Tragically, our government engages in preemptive war, otherwise known as aggression, with no complaints from the American people.
Sadly, we have become accustomed to living with the illegitimate use of force by government.
To develop a truly free society, the issue of initiating force must be understood and rejected.
What if sometimes, to love your country, you had to alter or abolish the government?
What if Jefferson was right?
What if that government is best which governs least?
What if it is dangerous to be right when the government is wrong?
What if it is better to perish fighting for freedom than to live as a slave?
What if freedom's greatest hour of danger is now?
Hi, everyone.
Judge Andrew Napolitano here for Judging Freedom.
Today is Tuesday, April 14th, 2026.
My dear friend Aaron Mate joins us now.
Aaron, a pleasure as always.
What does Israel gain by slaughtering civilians in the streets of Beirut?
They blew up the ceasefire, or at least they were trying to.
And they're implementing a longstanding doctrine known as the Dahiya Doctrine, which just says to the people of Lebanon that if you harbor a group, Hezbollah, that resists our aggression, our regional hegemony, you'll pay the price.
We will target civilians.
That's what the Dahiya Doctrine is.
It's named for an area of Lebanon where support for Hezbollah is strong.
And what Israel did with US support in the 2006 Israeli war in Lebanon.
Was just target civilian homes in Dahlia to teach the people a lesson, just as they did in Gaza, just as they also did in Iran.
Their target always is civilians because that's how they see their goals.
That's their path to their goals being achieved.
That if someone's going to resist us, we're going to make civilians pay the price.
So the goal is to infuriate the Iranians by targeting.
Lebanese civilians, so the Iranians won't talk to JD Vance.
I mean, a part of a strategy to disrupt anything that might lead to peace or a ceasefire in the Israeli American war on Iran.
Yes.
And also, by the way, to foment a civil war inside Lebanon, just as they hope that blowing up Iran's infrastructure would foment a civil war inside Iran, that in the chaos of the rubble and people now lacking basic services, that is ripe for internal fighting, just as it was in Syria.
That was the policy pursued there, where the U.S. and Israel and their allies exploited sectarian divisions, flooded the country with weapons, destroyed its infrastructure, and in that chaos, you had the conditions for a civil war.
So, given that Israel and the U.S. didn't achieve regime change in Iran as they naively thought they would, this is the next best step just destroy infrastructure, kill civilians, and hope that the chaos leads to internal fighting that leads to a failed state.
Has David Barnea, the head of Mossad, who apparently came up with the idea?
That was referred to by some people around Trump as farcical and as BS.
Has he been discredited after talking Trump into saying this war will last?
It'll be over in 96 hours.
The Ayatollah will be dead.
The people will revolt in the streets.
You'll have a regime change in Tehran.
He's still around.
He's still around.
And even when you're criminally wrong in positions of power, especially if you're Israeli, it doesn't matter.
It doesn't impact your career.
I mean, look at Netanyahu.
He's presided over.
Not only a genocide in Gaza, but it was his hubris that led to October 7th.
Recall that he took soldiers away from guarding the or enforcing the siege of Gaza to put them in the West Bank to steal more Palestinian land there.
And that left Israeli forces shorthanded when Hamas launched that surprise operation on October 7th.

__DATA LINES__:
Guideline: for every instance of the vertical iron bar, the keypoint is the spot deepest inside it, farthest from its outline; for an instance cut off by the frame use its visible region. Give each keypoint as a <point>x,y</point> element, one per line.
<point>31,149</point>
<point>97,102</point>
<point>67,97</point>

__PROBLEMS__:
1 > Return the stretch of the Judging Freedom transcript from "Tragically, our government" through "April 14th, 2026.", copied word for word.
2 > According to the Judging Freedom transcript, what is the Dahiya Doctrine named for?

__ANSWERS BY TASK__:
1 >
Tragically, our government engages in preemptive war, otherwise known as aggression, with no complaints from the American people.
Sadly, we have become accustomed to living with the illegitimate use of force by government.
To develop a truly free society, the issue of initiating force must be understood and rejected.
What if sometimes, to love your country, you had to alter or abolish the government?
What if Jefferson was right?
What if that government is best which governs least?
What if it is dangerous to be right when the government is wrong?
What if it is better to perish fighting for freedom than to live as a slave?
What if freedom's greatest hour of danger is now?
Hi, everyone.
Judge Andrew Napolitano here for Judging Freedom.
Today is Tuesday, April 14th, 2026.

2 > It is named for an area of Lebanon where support for Hezbollah is strong.